● **What is asked**
Please reproduce the data below word for word, leaving out the pictures.

— Start Input data —

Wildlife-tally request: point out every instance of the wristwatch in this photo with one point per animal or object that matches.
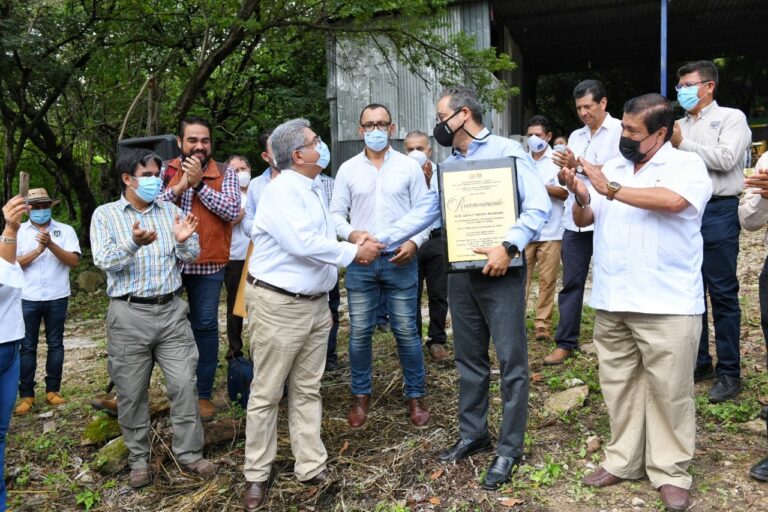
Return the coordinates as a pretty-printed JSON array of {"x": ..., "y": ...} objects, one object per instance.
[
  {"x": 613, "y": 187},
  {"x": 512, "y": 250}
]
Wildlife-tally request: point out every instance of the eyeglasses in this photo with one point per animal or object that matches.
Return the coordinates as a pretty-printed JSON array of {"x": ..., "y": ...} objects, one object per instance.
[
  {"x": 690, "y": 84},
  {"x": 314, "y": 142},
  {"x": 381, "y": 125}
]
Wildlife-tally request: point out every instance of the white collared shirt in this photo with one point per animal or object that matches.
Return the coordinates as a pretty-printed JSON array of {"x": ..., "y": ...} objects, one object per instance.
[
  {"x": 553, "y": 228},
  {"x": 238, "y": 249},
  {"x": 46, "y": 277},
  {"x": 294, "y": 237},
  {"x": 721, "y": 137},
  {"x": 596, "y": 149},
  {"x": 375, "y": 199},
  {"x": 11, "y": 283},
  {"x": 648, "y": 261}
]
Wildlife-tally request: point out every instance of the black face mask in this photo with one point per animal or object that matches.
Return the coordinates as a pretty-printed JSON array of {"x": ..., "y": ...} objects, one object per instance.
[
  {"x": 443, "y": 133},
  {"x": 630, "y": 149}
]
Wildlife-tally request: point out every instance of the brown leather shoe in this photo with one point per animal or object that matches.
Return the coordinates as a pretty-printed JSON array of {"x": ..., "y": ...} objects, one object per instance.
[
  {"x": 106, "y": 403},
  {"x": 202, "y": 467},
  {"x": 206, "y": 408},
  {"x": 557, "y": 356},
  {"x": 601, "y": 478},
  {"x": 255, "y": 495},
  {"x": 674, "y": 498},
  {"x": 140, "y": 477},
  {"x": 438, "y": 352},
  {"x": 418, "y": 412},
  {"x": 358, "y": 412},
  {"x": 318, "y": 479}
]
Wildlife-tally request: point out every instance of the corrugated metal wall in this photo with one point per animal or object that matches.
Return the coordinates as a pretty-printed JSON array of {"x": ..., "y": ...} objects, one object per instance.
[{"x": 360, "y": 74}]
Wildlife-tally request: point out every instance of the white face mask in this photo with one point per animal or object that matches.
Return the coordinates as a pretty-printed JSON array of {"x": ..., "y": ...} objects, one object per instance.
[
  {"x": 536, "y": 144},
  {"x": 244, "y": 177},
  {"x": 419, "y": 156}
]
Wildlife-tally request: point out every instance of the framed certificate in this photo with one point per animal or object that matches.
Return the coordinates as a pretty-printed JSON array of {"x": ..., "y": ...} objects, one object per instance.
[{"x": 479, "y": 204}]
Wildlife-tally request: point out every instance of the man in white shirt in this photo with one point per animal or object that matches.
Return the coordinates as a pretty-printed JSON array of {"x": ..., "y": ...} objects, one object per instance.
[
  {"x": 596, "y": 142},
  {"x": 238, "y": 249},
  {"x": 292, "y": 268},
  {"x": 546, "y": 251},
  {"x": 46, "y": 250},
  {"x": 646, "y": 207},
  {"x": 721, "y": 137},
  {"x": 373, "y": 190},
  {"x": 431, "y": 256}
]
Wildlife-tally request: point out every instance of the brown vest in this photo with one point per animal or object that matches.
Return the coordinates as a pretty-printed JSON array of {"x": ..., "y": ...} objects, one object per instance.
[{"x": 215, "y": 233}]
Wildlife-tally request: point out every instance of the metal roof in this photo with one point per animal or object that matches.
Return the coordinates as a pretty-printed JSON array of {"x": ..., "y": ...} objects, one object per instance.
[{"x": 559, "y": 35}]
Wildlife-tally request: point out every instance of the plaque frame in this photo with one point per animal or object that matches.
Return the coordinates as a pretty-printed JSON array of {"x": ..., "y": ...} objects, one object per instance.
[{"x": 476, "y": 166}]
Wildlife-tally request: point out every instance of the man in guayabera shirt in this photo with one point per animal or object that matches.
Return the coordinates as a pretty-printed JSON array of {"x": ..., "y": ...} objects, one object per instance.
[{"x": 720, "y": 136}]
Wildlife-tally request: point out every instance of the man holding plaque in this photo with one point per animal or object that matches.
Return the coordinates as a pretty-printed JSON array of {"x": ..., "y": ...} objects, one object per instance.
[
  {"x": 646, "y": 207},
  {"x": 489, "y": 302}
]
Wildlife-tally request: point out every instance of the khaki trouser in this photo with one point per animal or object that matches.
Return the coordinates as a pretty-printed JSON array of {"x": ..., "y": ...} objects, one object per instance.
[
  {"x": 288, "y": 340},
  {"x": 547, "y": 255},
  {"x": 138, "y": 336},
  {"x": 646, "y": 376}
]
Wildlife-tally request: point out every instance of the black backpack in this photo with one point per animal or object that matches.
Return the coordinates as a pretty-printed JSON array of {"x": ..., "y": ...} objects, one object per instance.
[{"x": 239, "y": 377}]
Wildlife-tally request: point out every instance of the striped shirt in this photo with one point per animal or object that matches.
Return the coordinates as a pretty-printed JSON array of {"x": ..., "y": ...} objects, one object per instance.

— End Input data —

● **Completed task**
Wildlife-tally request: point out every instance of the wristwatch in this photo with one point per animal or object that matches.
Return the coordinates as a pretty-printed JSON array of {"x": ..., "y": ...} objects, one object per instance.
[
  {"x": 613, "y": 187},
  {"x": 512, "y": 250}
]
Wildlife-tally request: point out every instance of the eyeglasses in this photo with one point per animal or object that matches.
Return the coordinates as a pretty-printed JSON array of {"x": ..., "y": ...} objects, one object per instance.
[
  {"x": 690, "y": 84},
  {"x": 314, "y": 142},
  {"x": 381, "y": 125}
]
Wildlife-tally request: point out every instance of the white collared shirt in this photo with one point per animal or object that matches.
Return the coordinates as a pretty-printed JSON array of {"x": ..., "y": ...} objects, one object per instance.
[
  {"x": 553, "y": 228},
  {"x": 238, "y": 249},
  {"x": 46, "y": 277},
  {"x": 294, "y": 237},
  {"x": 721, "y": 137},
  {"x": 596, "y": 149},
  {"x": 375, "y": 199},
  {"x": 11, "y": 283},
  {"x": 648, "y": 261}
]
Wildlife-tally request: point out every instance of the black face mask in this photo with one point per animal or object that matches.
Return the coordinates as a pretty-printed JSON array of {"x": ..., "y": ...} objects, one object per instance.
[
  {"x": 443, "y": 133},
  {"x": 630, "y": 149}
]
Wildlife-tally request: point out every instance of the brown leather shoe in this photo with one point per animal or object that matches.
Return the coordinates as a pretty-printed JSON array of {"x": ..., "y": ...} objects, one object per instance.
[
  {"x": 106, "y": 403},
  {"x": 202, "y": 467},
  {"x": 206, "y": 408},
  {"x": 557, "y": 356},
  {"x": 601, "y": 478},
  {"x": 255, "y": 495},
  {"x": 674, "y": 498},
  {"x": 140, "y": 477},
  {"x": 438, "y": 352},
  {"x": 418, "y": 412},
  {"x": 358, "y": 412},
  {"x": 318, "y": 479}
]
Wildlife-tally request: point out every instance of the corrugated metal wall in this photo with one point per animal or object that matches.
Return the coordinates as a pretty-printed JSON array of {"x": ..., "y": ...} objects, one object per instance.
[{"x": 360, "y": 74}]
Wildlife-tally request: point out every instance of the white face mask in this photo with one point per animal or object that matches.
Return the coordinates as a pretty-printed JSON array of {"x": ..., "y": ...} objects, one object per instance.
[
  {"x": 536, "y": 144},
  {"x": 244, "y": 177},
  {"x": 419, "y": 156}
]
Wildlife-tally request: point out every instance of the framed certificate in this photo with one point per animal or object that matches.
Return the coordinates as a pretty-printed JSON array of {"x": ..., "y": ...} objects, one object per instance.
[{"x": 479, "y": 204}]
Wildlife-tally request: point out every instance of the man in white shirt in this photo with one point per animal or object that matches.
Return the coordinates as a pretty-printed JSON array of {"x": ..., "y": ...} objects, one object per instance.
[
  {"x": 596, "y": 142},
  {"x": 238, "y": 249},
  {"x": 292, "y": 268},
  {"x": 546, "y": 251},
  {"x": 46, "y": 250},
  {"x": 646, "y": 207},
  {"x": 721, "y": 137},
  {"x": 373, "y": 190},
  {"x": 431, "y": 256}
]
Wildlife-tally request: point out every instance of the brown vest in this photo with one point per animal or object that matches.
Return the coordinates as a pretty-printed JSON array of {"x": ..., "y": ...} objects, one object per instance.
[{"x": 215, "y": 233}]
Wildlife-tally request: point out every instance of the metal roof in this photo with one point per animal or object that matches.
Return the coordinates as a pretty-printed JSON array of {"x": ..., "y": ...} objects, one object per instance.
[{"x": 559, "y": 35}]
Wildlife-tally request: point out every instance of the plaque frame in this photo with one point per animal or object that matches.
Return the coordinates as a pretty-printed JSON array of {"x": ..., "y": ...} objects, one object per instance.
[{"x": 476, "y": 166}]
Wildlife-tally request: point out every instance of the man in guayabera shirt in this photo with one point per animal or object that matches.
Return the coordinates as a pretty-printed JSON array of {"x": ..., "y": ...} objects, one object per instance.
[{"x": 720, "y": 136}]
Wildlife-tally request: point out every instance of the man holding plaque in this photo with one point per animal or object that matches.
Return the coordinates as a pretty-printed JSON array of {"x": ..., "y": ...} objects, one object per instance.
[
  {"x": 646, "y": 207},
  {"x": 489, "y": 302}
]
Wildlife-tally request: point out every instance of the khaki trouser in this photo with one point per animal or object that matches.
Return the coordinates as a pretty-printed JSON array of {"x": ..., "y": ...} objects, one object per instance.
[
  {"x": 288, "y": 340},
  {"x": 547, "y": 255},
  {"x": 138, "y": 336},
  {"x": 646, "y": 376}
]
Wildlife-tally request: point out every instance of the black backpack in this photo with one point per animal or object that matches.
Return the coordinates as a pretty-printed JSON array of {"x": ..., "y": ...} objects, one object per instance.
[{"x": 239, "y": 377}]
Wildlife-tally request: point out every instance of the striped shirt in this photo with one point per animal or object that matches.
Return the coordinates as a pretty-printed JSON array of {"x": ..., "y": ...} objects, one object per instance.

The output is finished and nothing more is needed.